All of the records are to be reproduced exactly.

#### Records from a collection
-- Opening Marker --

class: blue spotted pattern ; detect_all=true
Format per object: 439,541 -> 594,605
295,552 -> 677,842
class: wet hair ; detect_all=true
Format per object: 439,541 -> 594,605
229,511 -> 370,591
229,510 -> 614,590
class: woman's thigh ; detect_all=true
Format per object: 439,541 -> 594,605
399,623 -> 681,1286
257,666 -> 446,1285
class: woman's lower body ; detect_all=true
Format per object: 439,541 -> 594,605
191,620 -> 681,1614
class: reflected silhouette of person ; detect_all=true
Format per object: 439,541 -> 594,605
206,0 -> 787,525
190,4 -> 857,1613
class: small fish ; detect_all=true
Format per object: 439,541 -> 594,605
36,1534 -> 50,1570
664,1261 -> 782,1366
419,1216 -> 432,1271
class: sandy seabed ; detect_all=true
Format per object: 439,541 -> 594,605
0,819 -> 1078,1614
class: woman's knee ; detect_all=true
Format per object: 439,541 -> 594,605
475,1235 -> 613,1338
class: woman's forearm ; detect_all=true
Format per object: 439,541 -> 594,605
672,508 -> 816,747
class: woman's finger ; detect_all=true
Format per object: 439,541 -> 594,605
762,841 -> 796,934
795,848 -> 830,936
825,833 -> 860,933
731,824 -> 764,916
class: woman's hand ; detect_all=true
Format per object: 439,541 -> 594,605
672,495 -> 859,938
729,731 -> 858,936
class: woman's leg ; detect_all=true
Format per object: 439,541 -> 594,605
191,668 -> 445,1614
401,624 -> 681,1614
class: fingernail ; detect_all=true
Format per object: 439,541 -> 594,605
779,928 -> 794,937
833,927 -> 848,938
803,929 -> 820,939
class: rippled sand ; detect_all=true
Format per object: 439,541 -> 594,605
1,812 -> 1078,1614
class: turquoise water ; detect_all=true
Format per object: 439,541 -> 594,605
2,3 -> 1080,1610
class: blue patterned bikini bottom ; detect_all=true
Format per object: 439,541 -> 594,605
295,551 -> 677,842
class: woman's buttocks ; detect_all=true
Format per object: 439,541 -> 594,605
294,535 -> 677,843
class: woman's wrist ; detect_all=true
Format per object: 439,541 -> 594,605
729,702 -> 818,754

-- Closing Marker --

#### Response box
class: blue spotted pattern ; detect_all=true
Format per object: 439,541 -> 594,605
295,552 -> 677,842
class: wet hair ; detect_all=true
Format per object: 439,541 -> 594,605
229,511 -> 370,591
229,510 -> 614,590
class: woman's thigh ; detect_all=true
Format per object: 439,541 -> 594,605
399,623 -> 681,1286
257,666 -> 446,1285
class: woman's lower body ; detect_all=true
Format per object: 439,541 -> 594,605
191,620 -> 681,1614
class: reflected silhouette of person ; detect_all=true
Format per object: 439,541 -> 594,605
206,0 -> 787,525
190,4 -> 857,1613
class: small fish ; detect_all=true
Format per object: 439,541 -> 594,605
36,1534 -> 50,1570
664,1261 -> 782,1366
419,1216 -> 432,1271
class: sandy seabed ; detect_all=true
Format per object: 439,541 -> 594,605
0,819 -> 1078,1614
class: woman's knee ; detect_all=true
Format per object: 439,541 -> 594,605
475,1235 -> 613,1338
class: woman's forearm ; detect_all=true
Format per object: 439,541 -> 594,605
672,508 -> 816,747
class: woman's finger ; detect_all=true
Format per object: 439,541 -> 594,605
762,841 -> 796,934
795,848 -> 830,936
825,833 -> 860,933
731,824 -> 764,916
class: woman's hand ; detect_all=true
Format per object: 439,541 -> 594,605
672,495 -> 859,938
729,731 -> 858,936
class: woman's leg ; detect_all=true
Format per object: 439,541 -> 594,605
191,668 -> 445,1614
401,624 -> 681,1614
class: fingernail ; detect_all=true
Format per object: 439,541 -> 594,605
779,928 -> 794,937
833,927 -> 848,938
803,929 -> 820,939
class: rippled sand ; detect_all=true
Format per object: 439,541 -> 594,605
1,812 -> 1078,1614
class: turquoise water ; detect_all=true
Format per object: 439,541 -> 594,605
2,3 -> 1080,1610
class: blue patterned bikini bottom ; detect_all=true
Format per object: 439,541 -> 594,605
295,551 -> 677,842
class: woman's buttocks ; detect_all=true
Format per object: 439,541 -> 594,605
294,535 -> 677,843
class: woman's wrist ; detect_all=true
Format per object: 439,541 -> 594,605
729,702 -> 818,754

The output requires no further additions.